_Given exercise_.
Exclude the pictures; give every entry again exactly as written.

Items from a data source
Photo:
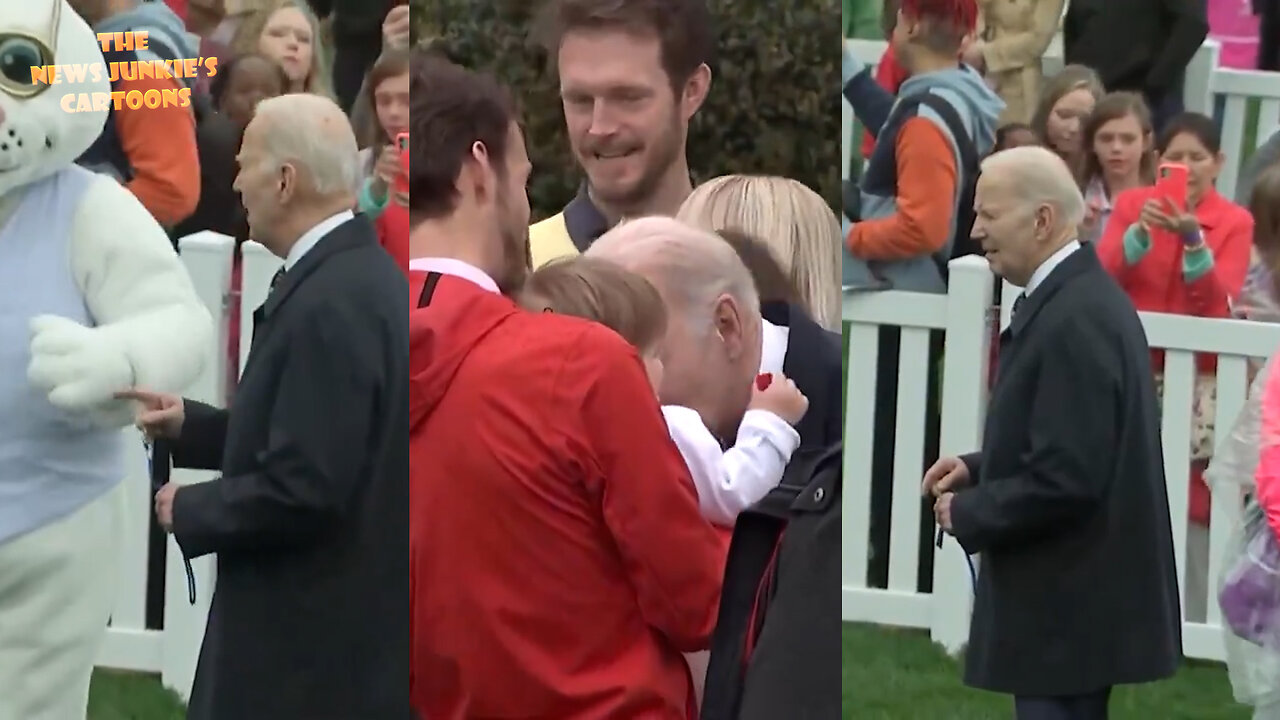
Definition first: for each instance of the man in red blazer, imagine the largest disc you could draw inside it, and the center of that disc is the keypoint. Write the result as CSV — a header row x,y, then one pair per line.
x,y
558,561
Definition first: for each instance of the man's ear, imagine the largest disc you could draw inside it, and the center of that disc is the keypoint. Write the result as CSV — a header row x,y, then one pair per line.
x,y
727,323
695,91
479,163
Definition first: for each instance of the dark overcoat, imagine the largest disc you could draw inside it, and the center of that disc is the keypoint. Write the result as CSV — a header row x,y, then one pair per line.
x,y
309,519
1077,586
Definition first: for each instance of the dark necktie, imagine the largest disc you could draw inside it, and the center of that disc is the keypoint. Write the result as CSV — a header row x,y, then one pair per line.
x,y
1018,304
275,279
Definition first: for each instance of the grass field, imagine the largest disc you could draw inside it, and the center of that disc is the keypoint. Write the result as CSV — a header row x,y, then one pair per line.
x,y
894,674
129,696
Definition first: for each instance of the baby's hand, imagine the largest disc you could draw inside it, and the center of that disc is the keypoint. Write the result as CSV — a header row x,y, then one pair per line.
x,y
777,393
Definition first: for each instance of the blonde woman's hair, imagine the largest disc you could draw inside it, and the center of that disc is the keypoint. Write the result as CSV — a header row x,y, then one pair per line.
x,y
248,33
796,224
603,292
1065,82
690,267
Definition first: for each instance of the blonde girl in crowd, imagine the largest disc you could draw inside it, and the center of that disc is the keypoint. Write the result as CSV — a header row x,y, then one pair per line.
x,y
1118,154
1247,463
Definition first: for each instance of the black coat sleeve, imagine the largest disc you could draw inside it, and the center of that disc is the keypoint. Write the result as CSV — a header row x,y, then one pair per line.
x,y
1187,33
204,436
316,450
1064,472
973,463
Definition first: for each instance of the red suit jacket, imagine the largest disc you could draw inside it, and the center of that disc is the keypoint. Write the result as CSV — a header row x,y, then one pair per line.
x,y
558,561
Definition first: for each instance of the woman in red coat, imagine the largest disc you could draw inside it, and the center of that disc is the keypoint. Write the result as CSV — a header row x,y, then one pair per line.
x,y
383,114
1187,261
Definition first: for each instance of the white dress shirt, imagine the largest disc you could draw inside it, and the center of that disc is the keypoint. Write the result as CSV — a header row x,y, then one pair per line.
x,y
1047,267
312,236
731,481
456,268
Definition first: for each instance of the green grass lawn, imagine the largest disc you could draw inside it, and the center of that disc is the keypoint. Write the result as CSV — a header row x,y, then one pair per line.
x,y
131,696
896,674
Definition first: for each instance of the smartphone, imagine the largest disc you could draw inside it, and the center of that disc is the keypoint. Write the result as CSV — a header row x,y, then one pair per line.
x,y
1171,183
402,142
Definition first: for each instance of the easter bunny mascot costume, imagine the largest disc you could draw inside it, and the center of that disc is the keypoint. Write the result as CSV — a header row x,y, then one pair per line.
x,y
92,301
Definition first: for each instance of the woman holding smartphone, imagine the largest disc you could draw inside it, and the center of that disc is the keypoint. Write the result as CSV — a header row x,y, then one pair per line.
x,y
1180,247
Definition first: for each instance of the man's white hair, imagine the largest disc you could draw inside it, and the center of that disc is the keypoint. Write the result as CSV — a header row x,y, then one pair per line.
x,y
1040,177
690,267
304,130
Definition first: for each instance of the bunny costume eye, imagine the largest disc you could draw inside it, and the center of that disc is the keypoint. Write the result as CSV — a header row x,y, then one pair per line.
x,y
21,51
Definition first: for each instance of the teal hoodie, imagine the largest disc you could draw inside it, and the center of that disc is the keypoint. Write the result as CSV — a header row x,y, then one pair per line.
x,y
167,33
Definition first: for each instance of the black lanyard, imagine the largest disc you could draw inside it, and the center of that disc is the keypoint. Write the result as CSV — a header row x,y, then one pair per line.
x,y
428,290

_Exercise solution_.
Photo:
Definition first: for each instance of the man in red blazer, imagine the largest disc you could draw inside it, and the center of that disc is the keypoint. Write the result as CSV — a header row x,y, then one pair per line.
x,y
558,561
Definition first: for each instance of the man's ear, imagine the largest disc you could draw inside it, and the center of that disc is the keypoint. Write the result as CSV — a header row x,y, then one pair per line.
x,y
727,323
695,91
479,163
Definition first: for each instance of the dark overcoat, imagine the largest disc you could draw inside it, and the center of that disc is the keypoint. Write the result as CSV — a header row x,y, then one pair per line.
x,y
309,519
1077,586
Definition first: for each instance of the dark necktie, imagine the largest disc you could draw inside it, and the center of that disc is the keypoint. Write the result as CSV — a header row x,y, then one pair per line.
x,y
1018,304
275,279
Definition first: for each instance of the grass field, imagine the largest disc you could draw inside it, and the center of that disc is the keypoint. Write the result as CSV — a header row x,y, then one pair per line.
x,y
894,674
129,696
Definition first: for each instance of the baby's hand, imagine the largest disc you could draw inside it, and the center of that disc is the keypoint. Write the result as CSV — a header row x,y, then one pair per line.
x,y
777,393
Definition first: for each instance of the blonde woman's hair, imagine the largest disc you could draw inside it, and the center of that disc is the keypoint. Write the result as CSV — a header row x,y, then one pair per line.
x,y
248,33
796,224
603,292
1065,82
690,267
Definition first: for each instance of the blonde girl in crowd, imagine the largest disc you could draw inside it, and the center of that disc is the keypoint. Write the result as CSV — a header row x,y, then one pair per line.
x,y
1118,154
1247,463
Definition first: for each instance of the black coat sleeve, imagine the largest disc you could draw inside it, and the center of that disc is the keypoint. Write the result as CSV — a header row x,y, then one pair per line.
x,y
1187,33
204,436
316,450
1064,472
973,463
Definition first: for each instance of the red suit jacket, imagine the largest disc you could draw inside it, and the center of that disc is the keypoint. Write the result as CSV — a header row x,y, then one pair per line.
x,y
558,561
Definition first: for each instance of the woman in red coat, imagine the largest disc you could draw inside it, and the center of that disc is the keypoint. Write the result as CSV — a header row x,y, then one pair per line.
x,y
383,114
1187,261
Definition first: for each instance of the white dress shirt, imagine the largest disc you could draw inside it, and the center of that disc is the keypoint. Write the result as CSV — a header row x,y, then one pair per line.
x,y
1047,267
312,236
731,481
456,268
Definition first: for each instance of the green grass lawn, imagine the largest disc you could draw inside it, and the center of that disc is the keypoint. Write the result as CSV — a header row x,y, then one pair per line.
x,y
131,696
896,674
Definition first: for each instance of the smartphone, imagine the largest disc you could draw inside it, and the center of that disc is the keypoint. Write the result as CSV — a header row x,y, then one pair per line.
x,y
1171,183
402,142
Definition first: for each instance of the easter bunny mascot costume, imagine the largest disc you could draw inside it, and the center of that disc is the keypoint. Write the result as CSV — a header row x,y, then one pair per line.
x,y
92,301
Definition first: for each instance of the woman holding smartphone, imagine the largest disc you could draw inside it, and the center of that disc is the keypoint. Write the result as CSV — a header row x,y, then one pair per line.
x,y
1180,247
Definition first: for each instance of the man's white hair, imagine the largest disc you could draw inside it, and the center of that disc is the keypoint. Write the result as CSV — a header row x,y, then one pair per line.
x,y
1040,177
690,267
304,130
Definition first: for each instance of the bunny costume eye, imagine the largest disc you could draw inside it, and the center of that disc is the keypoint. Write the result as CSV — a header row x,y, then one pair per line.
x,y
21,51
Definition first: for each instance of the teal hoodie, imagine the largest disc you could draw inside it, and the center of that disc is the keypoint. Write the result as CSV — a header row x,y, then one pair per line.
x,y
167,33
Definition first: for each instance of the black lanyard, imagine the largest disc you could draw inside it, and the center of that disc is the keypoint. Write the result as CSV — a header row x,y, then one pair per line.
x,y
428,290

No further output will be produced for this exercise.